• _Exercise_:
Write out every item below without changing a word, and leave the pictures out of your copy.

* Start *

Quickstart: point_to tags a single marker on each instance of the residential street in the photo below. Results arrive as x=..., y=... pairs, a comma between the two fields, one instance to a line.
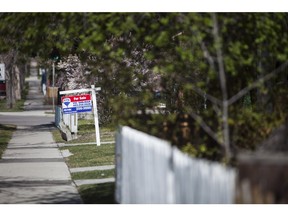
x=32, y=169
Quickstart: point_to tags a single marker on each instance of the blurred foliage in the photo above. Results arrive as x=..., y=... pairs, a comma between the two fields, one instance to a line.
x=134, y=57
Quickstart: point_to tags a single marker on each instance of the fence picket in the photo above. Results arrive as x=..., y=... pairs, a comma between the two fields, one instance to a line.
x=149, y=171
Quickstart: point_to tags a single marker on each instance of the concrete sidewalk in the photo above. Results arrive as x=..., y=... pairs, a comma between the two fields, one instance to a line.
x=32, y=169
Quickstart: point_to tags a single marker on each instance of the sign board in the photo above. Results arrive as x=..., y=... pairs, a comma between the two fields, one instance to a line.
x=76, y=104
x=2, y=72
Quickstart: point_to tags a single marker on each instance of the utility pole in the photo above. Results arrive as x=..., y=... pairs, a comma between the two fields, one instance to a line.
x=53, y=82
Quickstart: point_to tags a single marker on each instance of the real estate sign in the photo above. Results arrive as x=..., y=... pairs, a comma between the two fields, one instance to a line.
x=76, y=104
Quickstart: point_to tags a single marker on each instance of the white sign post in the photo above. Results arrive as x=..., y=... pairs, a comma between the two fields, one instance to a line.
x=95, y=111
x=2, y=72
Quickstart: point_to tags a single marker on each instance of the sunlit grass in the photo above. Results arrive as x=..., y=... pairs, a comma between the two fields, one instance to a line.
x=96, y=174
x=90, y=155
x=6, y=132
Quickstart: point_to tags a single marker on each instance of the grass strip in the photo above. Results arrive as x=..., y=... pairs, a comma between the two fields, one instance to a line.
x=6, y=132
x=98, y=193
x=86, y=135
x=96, y=174
x=90, y=155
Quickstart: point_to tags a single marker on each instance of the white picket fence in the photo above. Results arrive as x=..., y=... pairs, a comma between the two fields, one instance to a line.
x=151, y=171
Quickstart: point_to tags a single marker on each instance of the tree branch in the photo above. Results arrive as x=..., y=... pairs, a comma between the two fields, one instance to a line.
x=205, y=127
x=255, y=84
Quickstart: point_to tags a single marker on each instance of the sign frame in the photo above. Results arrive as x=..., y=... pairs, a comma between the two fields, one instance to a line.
x=2, y=72
x=94, y=102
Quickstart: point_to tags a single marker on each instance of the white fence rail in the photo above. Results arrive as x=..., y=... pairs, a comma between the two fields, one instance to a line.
x=150, y=171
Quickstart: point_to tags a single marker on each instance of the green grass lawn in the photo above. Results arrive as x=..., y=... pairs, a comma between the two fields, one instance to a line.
x=86, y=133
x=96, y=174
x=98, y=194
x=6, y=132
x=90, y=155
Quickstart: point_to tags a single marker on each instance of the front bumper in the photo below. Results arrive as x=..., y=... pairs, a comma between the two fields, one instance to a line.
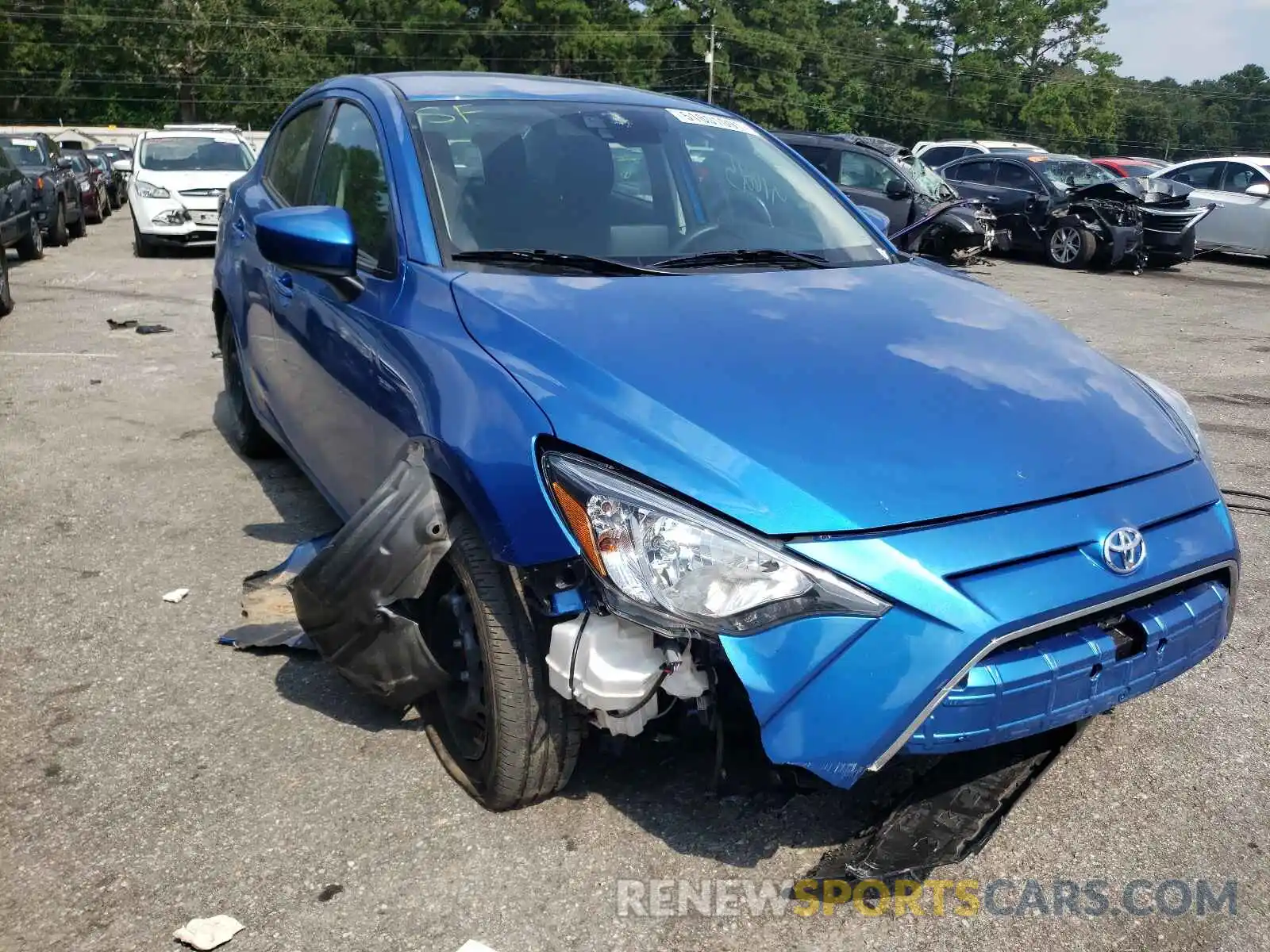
x=995, y=628
x=169, y=220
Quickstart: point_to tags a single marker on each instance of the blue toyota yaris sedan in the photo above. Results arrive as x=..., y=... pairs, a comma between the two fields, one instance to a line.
x=622, y=400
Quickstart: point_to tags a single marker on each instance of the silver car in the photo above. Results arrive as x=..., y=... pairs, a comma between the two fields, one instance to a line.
x=1240, y=184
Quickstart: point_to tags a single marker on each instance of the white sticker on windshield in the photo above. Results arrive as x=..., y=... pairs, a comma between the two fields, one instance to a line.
x=718, y=122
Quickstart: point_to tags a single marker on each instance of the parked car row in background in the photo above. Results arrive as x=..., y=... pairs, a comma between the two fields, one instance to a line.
x=1080, y=211
x=50, y=194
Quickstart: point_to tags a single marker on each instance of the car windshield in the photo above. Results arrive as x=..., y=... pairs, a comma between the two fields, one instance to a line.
x=1137, y=169
x=194, y=154
x=1075, y=173
x=635, y=184
x=23, y=152
x=931, y=184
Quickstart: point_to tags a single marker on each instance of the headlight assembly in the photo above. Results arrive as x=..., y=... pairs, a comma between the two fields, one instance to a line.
x=673, y=566
x=1179, y=409
x=146, y=190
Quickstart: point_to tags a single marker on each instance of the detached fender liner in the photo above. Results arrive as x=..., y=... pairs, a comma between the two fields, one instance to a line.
x=387, y=551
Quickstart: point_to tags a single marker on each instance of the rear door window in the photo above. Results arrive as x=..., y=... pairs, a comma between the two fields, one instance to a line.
x=1240, y=177
x=1010, y=175
x=1202, y=175
x=859, y=171
x=979, y=173
x=940, y=155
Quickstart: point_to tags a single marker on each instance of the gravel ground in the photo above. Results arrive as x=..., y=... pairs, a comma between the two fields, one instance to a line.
x=149, y=776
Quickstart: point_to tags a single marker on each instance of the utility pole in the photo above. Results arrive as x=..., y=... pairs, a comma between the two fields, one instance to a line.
x=710, y=67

* End *

• _Completed task_:
Quickstart: point_to tags a single marker on each instance of the residential street in the photo below. Results arrive as x=..., y=... pairs, a comma between the two fields, one instance to a line.
x=32, y=169
Quickstart: point_to tags a single marker on each instance of the blurred foliage in the photo above. Results arrive as x=..., y=... pairs, a comma between the two fields, one instance to a line.
x=134, y=57
Quickstart: point_to tags a single marker on each instance of the fence picket in the photo above. Results arrive as x=..., y=... pairs, a comma between the two fields, one instance to a line.
x=149, y=171
Quickstart: point_to tags a single marker on each instance of the concrete sidewalk in the photo above. Results arrive as x=..., y=... pairs, a comma between the two fields, one instance to a line.
x=32, y=169
Quickstart: point_to tags a single marker on each instance of the sign board in the photo above. Results arrive as x=..., y=... pairs, a comma between the two fields, one instance to a line.
x=76, y=104
x=2, y=72
Quickstart: point_to tags a single marker on each instance of the utility pole in the photo above. Results arrive as x=..., y=... pairs, a comma between the two fields, one instance to a line.
x=53, y=82
Quickstart: point_to tags a single marker on each instance of the real estate sign in the photo above. Results arrive as x=..., y=... pairs, a comma between the two fields, one instance to a line.
x=76, y=104
Quickstart: point_to tags a single marker on each instance of the white sign post in the photo above. Results arrive as x=..., y=... pairs, a comma between the two fields, one instance to a line.
x=95, y=111
x=2, y=72
Quickstart: point_to tags a single marker on each instance of the sunlit grass in the photo above. Results arrive as x=..., y=... pairs, a comma between the two fields, one instance to a line.
x=96, y=174
x=90, y=155
x=6, y=132
Quickstart: point_to tags a single marker on each instance of the grass strip in the photo above. Results arrive as x=..., y=... pairs, a comma between the two fields, one instance to a line.
x=6, y=132
x=98, y=193
x=86, y=135
x=96, y=174
x=90, y=155
Quickstart: point_to tags a single marker on each instance of the white picket fence in the photo above. Results arrive as x=..., y=... pairs, a comma between the two fields, one instance to a line.
x=151, y=171
Quickstart: point_to tags a single marker on each instance of the tree branch in the photo above. Results arrive as x=..., y=... pairs, a comma between the two fields, one instance to a line.
x=205, y=127
x=255, y=84
Quickstart: point_to tags a single marker on each instance of the sign frame in the photo above. Results arrive as x=..., y=... pairs, a comma between the two fields, one instance to a line.
x=2, y=72
x=94, y=102
Quickstart: point_to tags a single marker on each instance of the white fence rail in the photo above. Results arrive as x=..., y=... pairs, a comma between the two fields, one instance to a line.
x=150, y=171
Quickstart: point_to tags a single marker on each instance of the green grass lawn in the photo above. Results arrive as x=..., y=... pairs, a comma between the two fields, one instance to a line.
x=86, y=133
x=96, y=174
x=98, y=194
x=6, y=132
x=90, y=155
Quickstart: point_to tags a single marker on each instance of the front bumper in the photo below. Results arrive as x=..., y=... pairs, a comma between the two fields, one instance to a line.
x=995, y=628
x=169, y=220
Quickstart: point_to tags a single marker on each instance of the blue toyota yaris sedan in the photo above. Results arrive as x=..., y=... pairs, a comma between the two fields, one instance to a line.
x=622, y=400
Quickstart: point_to tags a single marker on each instance of the silver car in the photo above. Results arrive as x=..., y=... pairs, a comma between the two fields, one instance to a line.
x=1240, y=184
Quickstart: point_to tags a single marker on each instance of the white sticker on windshield in the photo above. Results arrive as x=..., y=... pairs, a comma between the two fields, one instance to a line.
x=718, y=122
Quickstart: point_to tags a single marker on each instance of the parked car row in background in the photo above. Results arrive as x=..., y=... pairs, a comma between the two fields, one instance to a line.
x=1080, y=211
x=50, y=194
Quickstart: point_to tags a single marker on each instance of the car windshield in the photo above. Results arrive as x=..., y=... pairs, a comma between the two fields, one instance to a line.
x=1137, y=169
x=194, y=154
x=1075, y=173
x=635, y=184
x=23, y=152
x=931, y=184
Quickstart: point_to tags a single marker on each instance of the headlight assembly in the photo above. Results arrive as x=..., y=... pairs, a comma between the two fields, one instance to a line.
x=673, y=566
x=1179, y=409
x=146, y=190
Quickstart: point_to tags a single marker on each instance of the detached fender liner in the photo above. Results arrive as x=..., y=... pairs, a comma between the two fields, one instance to a line.
x=387, y=551
Quickstart: point_to tags a single marker on each instance of the rear door window in the photo above. Results arrive as x=..., y=... pairs, a comma between the two fields, one instance to a line.
x=1240, y=177
x=1010, y=175
x=1202, y=175
x=859, y=171
x=979, y=173
x=940, y=155
Quickstart: point_to tags a single marker on each instance of the gravel ground in the photo above. Results arrive as x=..., y=... pairs, a comma between the two fields, one instance to a line.
x=149, y=776
Quickstart: point_to tags a single marker on each instance of the utility pole in the photo above. Results arrive as x=..., y=... pairs, a comma between the two fields, one instance to a line.
x=710, y=67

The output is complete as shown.